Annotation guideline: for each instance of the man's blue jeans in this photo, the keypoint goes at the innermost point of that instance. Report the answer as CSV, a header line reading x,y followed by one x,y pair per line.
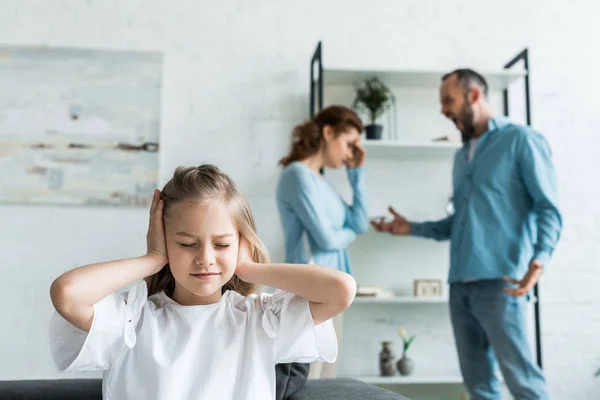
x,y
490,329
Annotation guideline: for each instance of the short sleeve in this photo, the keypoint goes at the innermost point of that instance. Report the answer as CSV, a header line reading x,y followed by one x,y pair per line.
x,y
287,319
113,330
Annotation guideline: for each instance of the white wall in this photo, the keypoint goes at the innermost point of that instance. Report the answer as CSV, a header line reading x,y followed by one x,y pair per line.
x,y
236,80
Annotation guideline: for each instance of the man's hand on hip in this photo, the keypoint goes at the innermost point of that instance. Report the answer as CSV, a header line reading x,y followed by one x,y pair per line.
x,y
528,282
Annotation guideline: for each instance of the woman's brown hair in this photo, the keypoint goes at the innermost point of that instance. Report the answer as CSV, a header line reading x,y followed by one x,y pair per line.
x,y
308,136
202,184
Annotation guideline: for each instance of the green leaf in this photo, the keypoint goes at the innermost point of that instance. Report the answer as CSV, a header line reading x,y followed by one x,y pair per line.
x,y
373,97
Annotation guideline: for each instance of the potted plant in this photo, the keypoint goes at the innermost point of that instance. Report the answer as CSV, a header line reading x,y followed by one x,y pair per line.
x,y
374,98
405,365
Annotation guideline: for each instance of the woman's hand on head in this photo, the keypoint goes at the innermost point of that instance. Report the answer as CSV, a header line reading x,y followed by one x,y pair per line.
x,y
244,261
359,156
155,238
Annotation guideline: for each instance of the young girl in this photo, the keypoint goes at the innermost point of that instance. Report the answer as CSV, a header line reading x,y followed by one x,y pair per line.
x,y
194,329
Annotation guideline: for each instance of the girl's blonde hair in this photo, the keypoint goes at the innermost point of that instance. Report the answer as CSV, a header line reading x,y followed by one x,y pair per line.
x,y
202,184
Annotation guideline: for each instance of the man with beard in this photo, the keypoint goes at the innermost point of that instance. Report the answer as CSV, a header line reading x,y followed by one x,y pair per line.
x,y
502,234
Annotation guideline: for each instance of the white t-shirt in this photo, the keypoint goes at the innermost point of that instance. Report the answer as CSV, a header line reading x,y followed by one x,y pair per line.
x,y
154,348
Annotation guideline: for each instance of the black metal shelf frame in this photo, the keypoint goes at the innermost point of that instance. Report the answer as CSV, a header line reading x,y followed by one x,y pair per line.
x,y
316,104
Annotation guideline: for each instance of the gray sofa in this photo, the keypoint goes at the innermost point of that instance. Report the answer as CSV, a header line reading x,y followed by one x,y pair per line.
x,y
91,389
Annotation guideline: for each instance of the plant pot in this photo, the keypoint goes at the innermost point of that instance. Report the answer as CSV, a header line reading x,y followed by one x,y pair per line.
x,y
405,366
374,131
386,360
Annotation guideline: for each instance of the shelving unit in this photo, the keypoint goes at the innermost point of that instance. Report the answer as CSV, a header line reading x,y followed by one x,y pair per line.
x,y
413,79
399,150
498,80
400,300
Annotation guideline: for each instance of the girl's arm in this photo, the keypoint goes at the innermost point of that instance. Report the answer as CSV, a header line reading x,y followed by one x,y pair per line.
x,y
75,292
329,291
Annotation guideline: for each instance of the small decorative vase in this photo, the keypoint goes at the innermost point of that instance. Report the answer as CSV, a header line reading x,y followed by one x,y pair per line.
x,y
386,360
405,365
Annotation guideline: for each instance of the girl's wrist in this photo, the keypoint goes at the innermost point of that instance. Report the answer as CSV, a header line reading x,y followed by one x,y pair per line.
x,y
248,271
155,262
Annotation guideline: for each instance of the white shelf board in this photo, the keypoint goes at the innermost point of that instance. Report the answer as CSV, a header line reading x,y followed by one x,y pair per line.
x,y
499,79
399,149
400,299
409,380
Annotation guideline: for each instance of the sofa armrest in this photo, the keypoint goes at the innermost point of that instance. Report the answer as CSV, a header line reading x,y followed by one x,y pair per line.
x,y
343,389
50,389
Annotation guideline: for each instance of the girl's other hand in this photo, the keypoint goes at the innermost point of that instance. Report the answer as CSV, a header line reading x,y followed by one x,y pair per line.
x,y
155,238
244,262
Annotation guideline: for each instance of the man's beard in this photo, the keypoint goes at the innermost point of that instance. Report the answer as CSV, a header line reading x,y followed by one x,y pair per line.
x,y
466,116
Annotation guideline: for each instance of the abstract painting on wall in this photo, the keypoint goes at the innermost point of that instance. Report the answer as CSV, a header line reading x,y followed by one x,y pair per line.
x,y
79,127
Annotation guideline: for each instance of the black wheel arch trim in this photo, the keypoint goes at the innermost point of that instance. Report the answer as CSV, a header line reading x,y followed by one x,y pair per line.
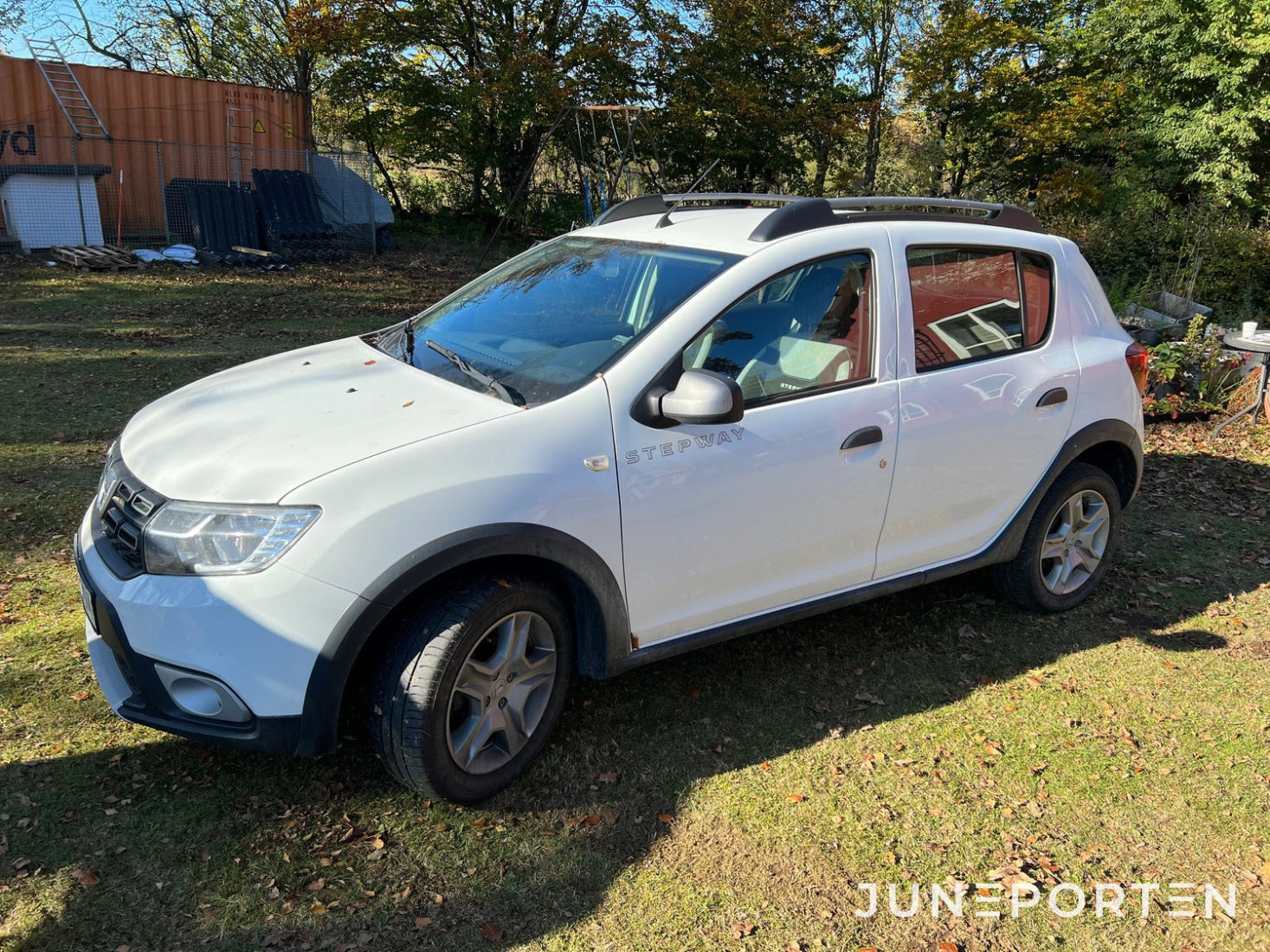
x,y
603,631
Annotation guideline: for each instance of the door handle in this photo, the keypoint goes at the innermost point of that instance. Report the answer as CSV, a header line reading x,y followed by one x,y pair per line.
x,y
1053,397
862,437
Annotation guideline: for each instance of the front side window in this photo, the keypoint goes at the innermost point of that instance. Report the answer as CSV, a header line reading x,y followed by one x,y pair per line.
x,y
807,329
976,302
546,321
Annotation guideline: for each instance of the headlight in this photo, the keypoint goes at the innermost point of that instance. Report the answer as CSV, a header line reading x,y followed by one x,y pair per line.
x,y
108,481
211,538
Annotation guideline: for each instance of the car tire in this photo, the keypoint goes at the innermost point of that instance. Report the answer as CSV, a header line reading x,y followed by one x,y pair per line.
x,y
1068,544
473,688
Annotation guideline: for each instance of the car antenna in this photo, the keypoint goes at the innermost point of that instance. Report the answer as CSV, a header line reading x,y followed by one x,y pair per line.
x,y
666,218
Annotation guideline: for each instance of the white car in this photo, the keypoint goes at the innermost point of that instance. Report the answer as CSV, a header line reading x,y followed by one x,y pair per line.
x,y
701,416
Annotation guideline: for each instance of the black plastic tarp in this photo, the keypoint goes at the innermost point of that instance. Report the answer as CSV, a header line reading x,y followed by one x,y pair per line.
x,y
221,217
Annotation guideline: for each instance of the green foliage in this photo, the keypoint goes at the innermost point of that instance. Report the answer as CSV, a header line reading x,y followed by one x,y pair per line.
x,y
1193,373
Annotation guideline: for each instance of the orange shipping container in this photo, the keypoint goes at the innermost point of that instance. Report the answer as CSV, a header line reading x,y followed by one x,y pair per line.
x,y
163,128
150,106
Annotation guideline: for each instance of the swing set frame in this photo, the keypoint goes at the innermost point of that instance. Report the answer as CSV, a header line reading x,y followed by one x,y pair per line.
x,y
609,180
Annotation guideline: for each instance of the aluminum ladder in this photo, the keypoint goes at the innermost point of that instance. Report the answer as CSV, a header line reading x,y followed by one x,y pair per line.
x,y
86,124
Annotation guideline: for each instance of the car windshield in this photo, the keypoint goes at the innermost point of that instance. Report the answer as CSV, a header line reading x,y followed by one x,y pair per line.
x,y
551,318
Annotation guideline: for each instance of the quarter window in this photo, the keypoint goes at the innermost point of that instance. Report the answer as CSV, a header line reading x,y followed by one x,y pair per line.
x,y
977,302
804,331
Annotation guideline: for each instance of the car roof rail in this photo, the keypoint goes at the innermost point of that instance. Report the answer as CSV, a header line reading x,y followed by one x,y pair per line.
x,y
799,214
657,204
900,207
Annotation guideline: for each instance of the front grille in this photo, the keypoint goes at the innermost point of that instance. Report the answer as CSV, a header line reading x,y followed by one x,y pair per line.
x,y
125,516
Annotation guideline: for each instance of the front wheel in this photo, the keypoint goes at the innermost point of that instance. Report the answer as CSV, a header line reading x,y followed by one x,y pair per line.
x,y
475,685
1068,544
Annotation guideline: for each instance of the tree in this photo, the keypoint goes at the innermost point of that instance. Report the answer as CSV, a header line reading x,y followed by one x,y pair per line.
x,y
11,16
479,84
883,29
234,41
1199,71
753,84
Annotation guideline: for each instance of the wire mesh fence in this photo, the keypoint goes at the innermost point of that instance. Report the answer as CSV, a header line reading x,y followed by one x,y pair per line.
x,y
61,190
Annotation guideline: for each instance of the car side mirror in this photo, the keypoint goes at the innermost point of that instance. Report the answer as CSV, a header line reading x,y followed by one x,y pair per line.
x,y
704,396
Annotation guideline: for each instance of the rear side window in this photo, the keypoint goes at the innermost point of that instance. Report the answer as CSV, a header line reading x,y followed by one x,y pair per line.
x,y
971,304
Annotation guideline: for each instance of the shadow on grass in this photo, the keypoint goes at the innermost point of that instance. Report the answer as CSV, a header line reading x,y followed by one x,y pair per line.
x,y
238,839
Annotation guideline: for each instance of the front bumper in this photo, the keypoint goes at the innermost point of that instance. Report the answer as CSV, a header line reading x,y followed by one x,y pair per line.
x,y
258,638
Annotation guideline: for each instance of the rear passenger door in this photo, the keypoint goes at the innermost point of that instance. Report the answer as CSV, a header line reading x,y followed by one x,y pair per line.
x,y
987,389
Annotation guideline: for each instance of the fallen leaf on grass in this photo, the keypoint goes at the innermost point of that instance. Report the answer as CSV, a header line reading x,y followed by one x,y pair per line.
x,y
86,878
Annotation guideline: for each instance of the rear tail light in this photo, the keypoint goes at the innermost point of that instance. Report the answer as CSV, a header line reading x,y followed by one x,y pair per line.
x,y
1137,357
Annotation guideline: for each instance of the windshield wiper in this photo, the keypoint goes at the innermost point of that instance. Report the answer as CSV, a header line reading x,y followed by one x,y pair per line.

> _Task_: The line containing "Annotation guideline: for each instance of the rear tail" marks where to begin; the last line of the records marks where to stop. Copy both and all between, exactly.

> _Result_:
Annotation guideline: for each instance of the rear tail light in this photo, the keypoint goes at the innermost point of that instance. Report the answer as CSV, a header line reading x,y followed by one x,y pair per line.
x,y
1137,357
Annotation guideline: for each instance of the windshield wiper in this photo, the keypoint goes at the innermost point of that instance. Report the answer as CSV, a header line reading x,y followed by one x,y pair per line.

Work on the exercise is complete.